== What is asked ==
Carry on the blog post about court bundle rage below, starting right after its last sentence.

== Document extract ==
It is a common feature of care cases that a local authority asserts that a parent does not admit, recognise or acknowledge something or does not recognise or acknowledge the local authority’s concern about something. If the ‘thing’ is put in issue, the local authority must both prove the ‘thing’ and establish that it has the significance attributed to it by the local authority.
In short : you have to prove stuff. And you have to prove it through proper evidence.
But this week we have Presidential bundle rage in the form of Re L (here I imagine the President doing murder to an offending bundle, like those strong men of old ripping up telephone directories with their bare hands). And up and down the country next week bundles will be sacrificially burnt, shredded and quartered, in pyres outside every court in the land. With a lawyer roasting like Joan of Arc atop each one, most likely.
There was a moment late last week when this blog post was looking likely to comprise of a single three letter acronym for a well known sweary phrase – after all every word must have maximum impact, and space is at a premium.
But I am resisting. I am going to spell it out, I will spread my words liberally over the page and I shall end when I’m ready. I shall not (in this blog at least) be constrained to a single swear word or a single page of double spaced 12 point A4.
The President may think that the High Court bench have invented bundle rage, but I can say for sure that they have not. We live our lives in a continual state of low level bundle rage. Rage at the absence of the bundle, the index, the right documents or the right pages. Rage at the overloaded file, the broken file, the scag your suit and cut your finger file and (more common these days) rage at the failure to put the bundle in any file at all. Rage at the arrival of the bundle in thirty separate pdfs spread across 21 different emails in no particular order at 6pm the day before a hearing. Rage at the LA not having included half the documents in the index. Rage at the LA having included multiple witness statements all saying the same thing, at having included a chronology that isn’t chronological, an analysis containing no analysis…
No. I haven’t finished.
Rage at the arrival of your brief just before the 11am core documents deadline, but after you have left for court to deal with another matter. Rage at the absence of the last order from the bundle because the court haven’t issued it yet even though you slaved for 2 hours late at night over it and exchanged a string of emails with others about the fine detail of it to get it lodged in time to avoid a trip to the compliance court (yes, Mostyn J’s “Delinquent court” invention is already a reality in several DFJ areas).

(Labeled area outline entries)
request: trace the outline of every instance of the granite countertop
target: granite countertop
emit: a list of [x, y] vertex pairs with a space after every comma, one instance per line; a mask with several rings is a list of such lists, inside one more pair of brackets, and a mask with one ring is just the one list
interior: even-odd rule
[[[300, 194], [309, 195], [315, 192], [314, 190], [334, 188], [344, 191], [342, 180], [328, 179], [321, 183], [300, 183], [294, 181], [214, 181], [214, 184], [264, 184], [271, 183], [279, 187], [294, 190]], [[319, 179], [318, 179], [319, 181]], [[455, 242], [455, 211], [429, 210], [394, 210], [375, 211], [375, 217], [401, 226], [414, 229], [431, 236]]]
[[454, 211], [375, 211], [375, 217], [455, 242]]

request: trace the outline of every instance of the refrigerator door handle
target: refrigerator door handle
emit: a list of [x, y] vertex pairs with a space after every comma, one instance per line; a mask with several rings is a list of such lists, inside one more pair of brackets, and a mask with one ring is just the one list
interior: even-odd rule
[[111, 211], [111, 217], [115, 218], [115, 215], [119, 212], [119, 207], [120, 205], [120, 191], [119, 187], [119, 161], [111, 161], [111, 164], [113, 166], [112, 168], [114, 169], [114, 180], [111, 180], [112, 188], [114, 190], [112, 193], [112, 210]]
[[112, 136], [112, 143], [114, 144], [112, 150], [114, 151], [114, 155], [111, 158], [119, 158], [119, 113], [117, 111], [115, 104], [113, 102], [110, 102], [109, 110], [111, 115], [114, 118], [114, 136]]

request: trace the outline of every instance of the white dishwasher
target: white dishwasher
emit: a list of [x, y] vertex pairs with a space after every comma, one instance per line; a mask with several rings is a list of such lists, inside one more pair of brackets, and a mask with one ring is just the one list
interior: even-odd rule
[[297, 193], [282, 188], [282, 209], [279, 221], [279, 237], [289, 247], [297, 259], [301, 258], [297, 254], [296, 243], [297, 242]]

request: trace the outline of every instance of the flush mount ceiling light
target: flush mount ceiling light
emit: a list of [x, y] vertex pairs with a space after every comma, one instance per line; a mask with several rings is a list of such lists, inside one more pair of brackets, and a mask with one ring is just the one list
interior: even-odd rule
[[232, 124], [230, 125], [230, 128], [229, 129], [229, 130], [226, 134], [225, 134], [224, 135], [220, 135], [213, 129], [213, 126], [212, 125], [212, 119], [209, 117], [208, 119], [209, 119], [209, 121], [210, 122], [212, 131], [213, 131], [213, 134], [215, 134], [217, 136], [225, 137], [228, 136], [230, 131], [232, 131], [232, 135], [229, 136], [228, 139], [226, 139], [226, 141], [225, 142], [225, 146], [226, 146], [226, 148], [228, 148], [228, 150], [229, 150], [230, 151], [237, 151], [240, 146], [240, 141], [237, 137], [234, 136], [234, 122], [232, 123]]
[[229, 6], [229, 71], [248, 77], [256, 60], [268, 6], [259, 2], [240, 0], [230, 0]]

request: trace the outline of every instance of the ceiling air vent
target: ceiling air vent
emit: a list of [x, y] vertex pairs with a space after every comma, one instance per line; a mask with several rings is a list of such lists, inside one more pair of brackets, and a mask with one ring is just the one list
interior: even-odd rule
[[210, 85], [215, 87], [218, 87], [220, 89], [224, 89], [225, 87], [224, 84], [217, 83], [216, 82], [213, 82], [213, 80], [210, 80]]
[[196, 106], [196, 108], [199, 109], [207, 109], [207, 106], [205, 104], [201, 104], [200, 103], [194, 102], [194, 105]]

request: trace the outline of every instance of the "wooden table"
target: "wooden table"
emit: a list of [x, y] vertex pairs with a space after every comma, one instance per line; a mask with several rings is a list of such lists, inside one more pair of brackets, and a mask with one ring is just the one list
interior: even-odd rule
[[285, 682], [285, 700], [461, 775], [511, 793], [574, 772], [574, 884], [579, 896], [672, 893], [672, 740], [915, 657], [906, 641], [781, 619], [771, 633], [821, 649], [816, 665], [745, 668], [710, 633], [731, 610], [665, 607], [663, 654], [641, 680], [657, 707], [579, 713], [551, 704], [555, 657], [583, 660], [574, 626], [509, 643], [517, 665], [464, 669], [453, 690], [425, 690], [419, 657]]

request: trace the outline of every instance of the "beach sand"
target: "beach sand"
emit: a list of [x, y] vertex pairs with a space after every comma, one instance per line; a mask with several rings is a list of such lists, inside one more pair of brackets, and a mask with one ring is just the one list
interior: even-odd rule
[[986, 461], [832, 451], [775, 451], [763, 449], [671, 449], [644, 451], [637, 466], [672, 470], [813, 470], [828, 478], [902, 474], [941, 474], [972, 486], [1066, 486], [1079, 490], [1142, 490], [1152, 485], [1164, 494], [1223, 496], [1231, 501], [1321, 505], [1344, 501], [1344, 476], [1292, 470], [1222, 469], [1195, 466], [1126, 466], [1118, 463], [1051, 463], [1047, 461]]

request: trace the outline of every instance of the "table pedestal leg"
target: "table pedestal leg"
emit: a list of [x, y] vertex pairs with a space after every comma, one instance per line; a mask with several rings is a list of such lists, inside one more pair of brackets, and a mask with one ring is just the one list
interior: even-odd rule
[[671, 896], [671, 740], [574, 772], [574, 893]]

== Task answer ==
So down here in the stalls the bundle situation is not exactly peachy either.
I didn’t set the bloody fire alarm off. And I’m not in control of the bundle situation either.
The reality is that nobody has any power to control what goes into the bundle because the LA control the index. There is no opportunity to liaise about indexes because the index arrives late if at all and is inevitably wrong because it has been completed by some administrative assistant who wouldn’t know PD27A if you slapped them in the face with it. My experience is that in 95% of cases anything that has been ordered to be disclosed or produced is put in the bundle automatically by the LA without reference to anyone else. And in the 5% of cases the LA unilaterally selects which documents go in, using the PD as an excuse for not putting in documents at the request of any other party forcing the other parties to bring copies of the excluded documents to court and to make an oral request for permission to rely on those documents. Perhaps more cordial liaison between solicitors goes on than I think, but invariably when I chase an up to date index my instructing solicitor is tearing their hair out trying to get any damned index at all for me, let alone a conversation with the LA about what documents should go in it.
So yes, I hate it when the fire alarm goes off, but why am I in detention?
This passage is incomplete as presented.